**EXCERPTED TEXT**:
The Greek texts seem constantly to return to the issue of Helen’s responsibility for her actions. If she really did choose to leave her husband, can we forgive her? The poet of the Iliad makes her a sympathetic figure by suggesting that she can never forgive herself: we see her reproaching herself for her actions, and blaming the whole war on herself. She can maintain an identity as a good woman only by insisting on her own evil. In the Odyssey, Helen is shown back home with her husband, Menelaus, in an uneasy restoration of domestic harmony. Yet Blondell nicely shows that there is no clear line between Helen and the other wives of the poem. Penelope, unlike Helen, sticks to one man; but both are good at weaving and telling stories, in a somewhat scary way, and both have a “palpably destructive” beauty, which attracts too many suitors and raises inevitable doubts about whether the woman can be trusted to be true to her husband or her word.

Blondell is particularly good on the ways that the characters surrounding Helen are presented as parallel to her. Menelaus is marked as the “quintessential cuckold,” and is made unmasculine by marrying a woman who is so powerfully feminine that she comes close to achieving masculine kinds of authority. Paris is emasculated in a different way: he is too similar to Helen herself, and his beauty is presented as effeminate and worthy of blame. In tragedy – Aeschylus’s Oresteia being the richest example – Helen is a mirror image of her sister Clytemnestra. Both are too clever by half, and both are explicitly blamed for the destruction of their men, although Helen remains the root of all evil. As Blondell notes, the chorus in Agamemnon implies (absurdly) that Helen’s adultery is far worse than Clytemnestra’s slaughter of her warlord husband: “killing a husband is less heinous than abandoning him.”

Blondell’s study is organised chronologically and takes us through the main literary depictions of Helen: from the Homeric poems, through archaic lyric, to Athenian tragedy, Herodotus, and the rhetorical “Praise of Helen” texts by Gorgias and Isocrates. The story that she tells is not only about gender, beauty, and responsibility, but also about how Greek attitudes toward war and nationhood changed, from the almost entirely negative depictions of Helen during the years of the Trojan War to Isocrates’s comically positive account, written after the fall of Athens and defending Helen as the force who brought all of Greece together, united for a common cause. Each of these writers is conscious of the sound of Helen’s name, which sounds similar to the word for Greece (Hellas), but also to a verb “to destroy” – a homonymity exploited particularly by Aeschylus, who sees Helen as the “ship-destroyer, man-destroyer, city-destroyer”: helenaus, helenadros, heleptolis. Helen the Spartan was a fraught anti-heroine at the time of the Peloponnesian War, when Athens was fighting with Sparta.

Why did the Trojans fight a whole war over this woman? Why did the Greeks bother to risk their lives and wealth for somebody else’s wife? These questions are central to almost every treatment of the myth. The notion that a war could ever be fought just for a woman, however beautiful, was a pointed reminder of how utterly foolish the motivations for warfare tend to be. Herodotus, for example, begins his account of how the wars between east and west, Greece and Persia, first began, with a po-faced but edgy retelling of the myths of Io, Medea, and Helen as a series of abductions that set in motion the conflict that would lead to the great Persian Wars in his own day.

**INFORMATION SHOWN**:
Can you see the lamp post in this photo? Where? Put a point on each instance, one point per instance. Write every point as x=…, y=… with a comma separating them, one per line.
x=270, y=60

**STATED GOAL 1**:
Answer these questions from the Helen passage:
(a) In the Odyssey, where is Helen shown, and with whom?
(b) Which work is named as the richest example of Helen being a mirror image of her sister Clytemnestra in tragedy?
(c) Which word for Greece does Helen's name sound similar to?
**STATED GOAL 2**: From the Helen passage, return the text from "Why did the Trojans" up to and including "his own day.", copied exactly.

**EXPECTED ANSWER 1**:
(a) Back home with her husband, Menelaus.
(b) Aeschylus's Oresteia.
(c) Hellas.

**EXPECTED ANSWER 2**:
Why did the Trojans fight a whole war over this woman? Why did the Greeks bother to risk their lives and wealth for somebody else’s wife? These questions are central to almost every treatment of the myth. The notion that a war could ever be fought just for a woman, however beautiful, was a pointed reminder of how utterly foolish the motivations for warfare tend to be. Herodotus, for example, begins his account of how the wars between east and west, Greece and Persia, first began, with a po-faced but edgy retelling of the myths of Io, Medea, and Helen as a series of abductions that set in motion the conflict that would lead to the great Persian Wars in his own day.